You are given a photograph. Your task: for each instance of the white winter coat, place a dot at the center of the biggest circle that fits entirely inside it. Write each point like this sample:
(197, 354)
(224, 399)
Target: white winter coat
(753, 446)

◆ ◆ ◆ ◆

:: ACTION ITEM ::
Each record above has to be set down again, word for word.

:: ANSWER FOR THIS EXERCISE ::
You are given a photograph. Your task: for each instance of the white winter coat, place a dot at the center of the biggest circle that fits entirely inside it. Write each point like this sample:
(197, 354)
(224, 399)
Target: white winter coat
(753, 446)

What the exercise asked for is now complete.